** DATASET EXCERPTS follows **
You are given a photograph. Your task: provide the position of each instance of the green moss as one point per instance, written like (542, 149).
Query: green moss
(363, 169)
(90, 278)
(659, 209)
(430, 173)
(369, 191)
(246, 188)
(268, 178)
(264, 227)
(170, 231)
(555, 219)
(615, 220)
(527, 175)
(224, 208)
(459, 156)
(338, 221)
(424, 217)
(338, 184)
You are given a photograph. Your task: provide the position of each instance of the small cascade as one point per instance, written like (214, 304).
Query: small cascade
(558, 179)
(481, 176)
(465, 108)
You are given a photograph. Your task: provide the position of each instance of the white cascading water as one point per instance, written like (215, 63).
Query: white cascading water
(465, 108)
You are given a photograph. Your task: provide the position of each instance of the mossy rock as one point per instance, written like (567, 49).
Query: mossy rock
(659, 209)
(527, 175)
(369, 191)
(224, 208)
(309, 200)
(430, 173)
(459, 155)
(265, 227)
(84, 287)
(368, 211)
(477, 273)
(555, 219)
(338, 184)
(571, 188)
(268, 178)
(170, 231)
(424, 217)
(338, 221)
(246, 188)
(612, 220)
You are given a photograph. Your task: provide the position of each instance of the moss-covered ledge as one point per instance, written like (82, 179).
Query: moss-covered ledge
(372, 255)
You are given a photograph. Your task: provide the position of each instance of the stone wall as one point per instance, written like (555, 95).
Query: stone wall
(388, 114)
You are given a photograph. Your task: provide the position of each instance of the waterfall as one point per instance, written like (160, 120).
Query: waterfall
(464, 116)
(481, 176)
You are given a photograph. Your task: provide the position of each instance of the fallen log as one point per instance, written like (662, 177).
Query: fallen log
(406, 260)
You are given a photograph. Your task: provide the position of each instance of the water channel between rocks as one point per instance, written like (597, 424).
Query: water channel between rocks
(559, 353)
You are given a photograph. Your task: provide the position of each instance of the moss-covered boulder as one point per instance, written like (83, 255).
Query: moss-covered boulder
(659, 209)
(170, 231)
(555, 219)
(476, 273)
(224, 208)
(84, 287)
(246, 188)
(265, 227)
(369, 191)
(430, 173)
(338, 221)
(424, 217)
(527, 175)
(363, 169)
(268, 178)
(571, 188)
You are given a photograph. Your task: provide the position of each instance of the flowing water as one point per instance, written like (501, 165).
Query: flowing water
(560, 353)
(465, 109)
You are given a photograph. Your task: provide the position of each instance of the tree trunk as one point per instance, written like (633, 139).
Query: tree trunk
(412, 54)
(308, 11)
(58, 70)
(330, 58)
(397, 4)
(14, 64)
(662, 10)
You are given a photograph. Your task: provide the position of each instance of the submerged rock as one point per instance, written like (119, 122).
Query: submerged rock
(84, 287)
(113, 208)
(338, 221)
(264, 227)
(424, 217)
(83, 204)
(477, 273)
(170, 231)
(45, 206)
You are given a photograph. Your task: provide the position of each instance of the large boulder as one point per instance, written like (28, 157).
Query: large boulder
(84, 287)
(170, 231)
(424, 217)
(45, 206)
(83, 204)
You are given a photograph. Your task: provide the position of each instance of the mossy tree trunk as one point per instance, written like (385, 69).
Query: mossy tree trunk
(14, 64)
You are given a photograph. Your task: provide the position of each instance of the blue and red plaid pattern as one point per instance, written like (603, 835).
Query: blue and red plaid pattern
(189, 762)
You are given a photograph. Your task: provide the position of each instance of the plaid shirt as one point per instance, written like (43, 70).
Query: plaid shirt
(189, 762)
** End of DATASET EXCERPTS **
§ ACTIVITY: Return the listing in full, exactly.

§ EXERCISE ANSWER:
You are given a photograph. Your task: provide the position of each instance of the green moss as one point per instance, written like (542, 149).
Query: green moss
(363, 169)
(90, 278)
(659, 209)
(430, 173)
(369, 191)
(246, 188)
(268, 178)
(264, 227)
(170, 231)
(555, 219)
(615, 220)
(527, 175)
(224, 208)
(459, 156)
(338, 221)
(424, 217)
(338, 184)
You are given a photograph. Your task: provide the position of each instance of the small cascade as one point per instance, written like (214, 304).
Query: small cascade
(558, 179)
(481, 176)
(465, 108)
You are given a photograph. Your task: provide the position of each instance of the white cascading water as one point per instance, written like (215, 63).
Query: white cascading water
(465, 108)
You are given a photograph. Your task: provide the position of each instance of the mossy rock as one point per instance, written like (567, 49).
Query: mossy rock
(659, 209)
(527, 175)
(369, 191)
(224, 208)
(309, 200)
(430, 173)
(459, 155)
(265, 227)
(84, 287)
(368, 211)
(477, 273)
(555, 219)
(338, 184)
(571, 188)
(268, 178)
(170, 231)
(424, 217)
(338, 221)
(246, 188)
(612, 220)
You are given a photograph. Your task: provide the position of each instance of the moss-covered ledge as one point per instance, written like (82, 179).
Query: moss-covered ledge
(372, 255)
You are given a photograph. Your task: provide the position of each instance of the stone wall as one point per instance, written like (555, 95).
Query: stone wall
(388, 114)
You are given a photograph. Your task: provide the position of each instance of the waterfall as one point per instance, written like (160, 120).
Query: waterfall
(464, 116)
(481, 176)
You are given a photograph. Your task: provide the position of each instance of the fallen log as one point per instance, written like (662, 177).
Query: fallen log
(406, 260)
You are given a photograph. Your task: provide the position of each instance of the water channel between rocks as one point per instance, written like (597, 424).
Query: water channel between rocks
(559, 353)
You are given a photograph. Your task: provide the position of each instance of the moss-covered boulder as one point per instance, written like (83, 255).
Query: moss-covered boulder
(659, 209)
(170, 231)
(555, 219)
(476, 273)
(224, 208)
(84, 287)
(246, 188)
(265, 227)
(369, 191)
(430, 173)
(338, 221)
(424, 217)
(527, 175)
(363, 169)
(268, 178)
(571, 188)
You are given a photograph. Your task: provide the position of each instance of the flowing water as one point per instance, written like (501, 165).
Query: flowing water
(560, 353)
(465, 109)
You are given a photograph. Your task: provide the position of each instance of the tree trunk as one point per instance, written like (633, 139).
Query: tree trunk
(412, 54)
(308, 11)
(58, 70)
(330, 58)
(397, 4)
(14, 64)
(662, 10)
You are given a photograph. Your task: provide the position of each instance of the submerged rock as one point per instance, written like (119, 122).
Query: submerged rock
(84, 287)
(113, 208)
(338, 221)
(264, 227)
(424, 217)
(83, 204)
(477, 273)
(170, 231)
(45, 206)
You are given a photograph. Your task: provide the position of each instance of the large boulder as one point per instance, written like (28, 157).
Query: large boulder
(84, 287)
(170, 231)
(424, 217)
(45, 206)
(83, 204)
You are given a photograph. Your task: provide the position of each instance of the mossy tree trunk as one point per instance, written like (385, 69).
Query: mossy tree trunk
(14, 64)
You are given a photograph. Your task: provide the position of each instance of the blue and red plaid pattern as one point per instance, written like (603, 835).
Query: blue and red plaid pattern
(189, 762)
You are given a photograph. Your task: provide the position of each instance of the plaid shirt as one point per instance, written like (43, 70).
Query: plaid shirt
(189, 762)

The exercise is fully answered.